Repeat the data exactly, every last line of it.

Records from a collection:

++++++

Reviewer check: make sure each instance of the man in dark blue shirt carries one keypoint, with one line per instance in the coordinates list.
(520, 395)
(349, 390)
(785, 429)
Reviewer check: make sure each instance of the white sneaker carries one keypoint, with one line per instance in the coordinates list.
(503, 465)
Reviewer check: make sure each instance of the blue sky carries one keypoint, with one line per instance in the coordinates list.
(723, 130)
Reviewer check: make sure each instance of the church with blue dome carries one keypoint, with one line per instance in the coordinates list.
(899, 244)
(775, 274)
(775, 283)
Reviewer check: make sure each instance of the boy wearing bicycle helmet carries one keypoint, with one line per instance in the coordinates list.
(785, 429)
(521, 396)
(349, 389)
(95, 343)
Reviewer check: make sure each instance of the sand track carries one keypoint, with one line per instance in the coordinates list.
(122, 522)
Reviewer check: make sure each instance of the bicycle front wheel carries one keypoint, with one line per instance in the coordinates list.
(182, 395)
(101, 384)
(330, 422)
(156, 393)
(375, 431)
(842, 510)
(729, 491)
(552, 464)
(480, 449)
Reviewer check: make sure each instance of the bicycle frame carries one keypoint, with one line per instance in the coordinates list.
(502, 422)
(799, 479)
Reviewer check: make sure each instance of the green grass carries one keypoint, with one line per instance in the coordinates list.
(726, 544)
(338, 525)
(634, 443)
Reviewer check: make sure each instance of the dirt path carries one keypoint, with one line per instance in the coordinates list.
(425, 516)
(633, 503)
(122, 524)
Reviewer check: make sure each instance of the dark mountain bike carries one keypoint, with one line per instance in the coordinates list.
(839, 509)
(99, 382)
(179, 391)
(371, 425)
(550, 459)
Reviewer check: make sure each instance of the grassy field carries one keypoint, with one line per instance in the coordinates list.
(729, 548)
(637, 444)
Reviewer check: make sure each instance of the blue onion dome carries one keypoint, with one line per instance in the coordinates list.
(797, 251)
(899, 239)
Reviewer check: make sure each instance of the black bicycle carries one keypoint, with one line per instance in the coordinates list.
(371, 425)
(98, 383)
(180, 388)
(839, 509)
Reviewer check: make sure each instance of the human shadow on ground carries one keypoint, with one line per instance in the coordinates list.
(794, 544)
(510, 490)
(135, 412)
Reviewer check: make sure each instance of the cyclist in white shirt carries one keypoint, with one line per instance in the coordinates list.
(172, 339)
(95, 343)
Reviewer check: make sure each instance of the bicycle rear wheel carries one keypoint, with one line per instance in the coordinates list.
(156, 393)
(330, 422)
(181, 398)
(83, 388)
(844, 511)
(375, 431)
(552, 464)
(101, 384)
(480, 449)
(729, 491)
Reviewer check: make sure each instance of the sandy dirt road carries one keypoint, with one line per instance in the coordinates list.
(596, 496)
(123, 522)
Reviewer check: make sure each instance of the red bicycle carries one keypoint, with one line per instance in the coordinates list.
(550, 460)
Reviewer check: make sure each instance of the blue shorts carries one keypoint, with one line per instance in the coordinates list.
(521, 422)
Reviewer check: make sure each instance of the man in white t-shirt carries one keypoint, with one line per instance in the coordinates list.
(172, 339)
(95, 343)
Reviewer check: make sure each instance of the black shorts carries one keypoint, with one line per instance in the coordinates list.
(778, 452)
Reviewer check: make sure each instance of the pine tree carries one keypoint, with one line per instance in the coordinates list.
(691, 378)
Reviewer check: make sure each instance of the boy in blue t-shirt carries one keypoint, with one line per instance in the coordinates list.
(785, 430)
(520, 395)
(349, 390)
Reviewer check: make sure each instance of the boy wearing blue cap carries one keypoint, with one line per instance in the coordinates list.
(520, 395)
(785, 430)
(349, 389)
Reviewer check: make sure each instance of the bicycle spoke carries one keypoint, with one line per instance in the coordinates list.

++++++

**THE COMPLETED TASK**
Reviewer check: make sure each instance of the man in dark blue shirt carries one keypoint, with one line per instance in the coordinates list.
(520, 395)
(349, 390)
(785, 429)
Reviewer check: make sure each instance of the white sneaker carries one keypoint, with one line per instance in the coordinates list.
(503, 465)
Reviewer check: make sure each instance of the blue sky carries one keypoint, with one line per instance in the coordinates list.
(723, 130)
Reviewer check: make sure each instance of the church with blue dome carries one keypoint, with one line per instance in the coordinates list.
(899, 244)
(775, 274)
(775, 283)
Reviewer check: make sure each instance of the boy wearing bicycle helmet carries one keypoint, with one line per instance in the coordinates list.
(785, 429)
(521, 396)
(349, 389)
(95, 343)
Reviewer check: make sure each instance of the sand track carries one keypoint, with one line per instance in the coordinates list.
(122, 522)
Reviewer check: make sure each instance of the bicycle front wheel carries one keypoint, with one line per instance in the coordinates list.
(182, 395)
(101, 384)
(330, 422)
(156, 393)
(375, 431)
(842, 510)
(729, 491)
(552, 464)
(480, 449)
Reviewer check: make sure each instance of the bicycle frame carries one keypoint, with one line per instance in the coordinates list.
(502, 422)
(799, 479)
Reviewer check: make sure each instance of the green grass carries one keypoint, with one line per instance in the coordinates list.
(726, 544)
(338, 525)
(634, 443)
Reviewer check: make sure each instance of the dirt path carries one keypoint, with one line per instance in the coordinates list.
(425, 516)
(633, 503)
(122, 524)
Reviewer check: make sure each instance of the dark mountain bike carries one keypoint, with one line per instance in the coordinates list.
(839, 509)
(99, 382)
(179, 391)
(371, 425)
(550, 459)
Reviewer check: make sure each instance of the grassy field carries one keypoint, with one line per instance in the coordinates list.
(729, 548)
(637, 444)
Reviewer check: make sure each instance of the blue onion dome carries one keypoint, with one line per instance in the coordinates list.
(797, 251)
(899, 239)
Reviewer check: make sure each instance of the black bicycle carries one keypoint, with one line per instance in the coordinates list.
(371, 425)
(98, 383)
(180, 388)
(839, 509)
Reviewer check: make sure each instance of the human shadow on ground carries one keypoint, with one line per instance in the coordinates list.
(794, 544)
(510, 490)
(135, 412)
Reviewer check: make sure each instance of the cyclist in white shirt carries one keypoint, with one line per instance in the coordinates list.
(172, 339)
(95, 343)
Reviewer check: make sure each instance of the bicycle rear wheel carries one keypoint, with one line per instance in the coordinates list.
(156, 393)
(330, 422)
(181, 398)
(83, 388)
(844, 511)
(375, 431)
(552, 464)
(101, 384)
(480, 449)
(729, 491)
Reviewer check: make sure each instance of the sandy dirt road carries one keypoint, with one line per instance in the coordinates list.
(596, 496)
(123, 522)
Reviewer check: make sure each instance of the red bicycle carries one keypoint, with one line per instance in the coordinates list.
(550, 460)
Reviewer check: make sure each instance of the blue shorts carries one keypoint, with one line per instance in the coordinates list.
(521, 422)
Reviewer check: make sure each instance of the man in white t-shirt carries one keypoint, with one line per instance in the coordinates list.
(172, 339)
(95, 343)
Reviewer check: make sure each instance of the black shorts carries one keypoint, with one line per instance in the coordinates list.
(778, 452)
Reviewer check: make sure each instance of the pine tree carries one keypoint, with one line per instance in the coordinates list.
(691, 378)
Reviewer check: make sure each instance of the boy in blue t-shirt carries one keypoint, with one line per instance in the coordinates list.
(785, 430)
(520, 395)
(349, 390)
Reviewer check: make sure each instance of the boy wearing blue cap carries one keypoint, with one line per instance in the coordinates list.
(520, 395)
(785, 430)
(349, 389)
Reviewer check: make sure each instance of the bicycle spoke carries one keypoint, with one line per instance in the coordinates list.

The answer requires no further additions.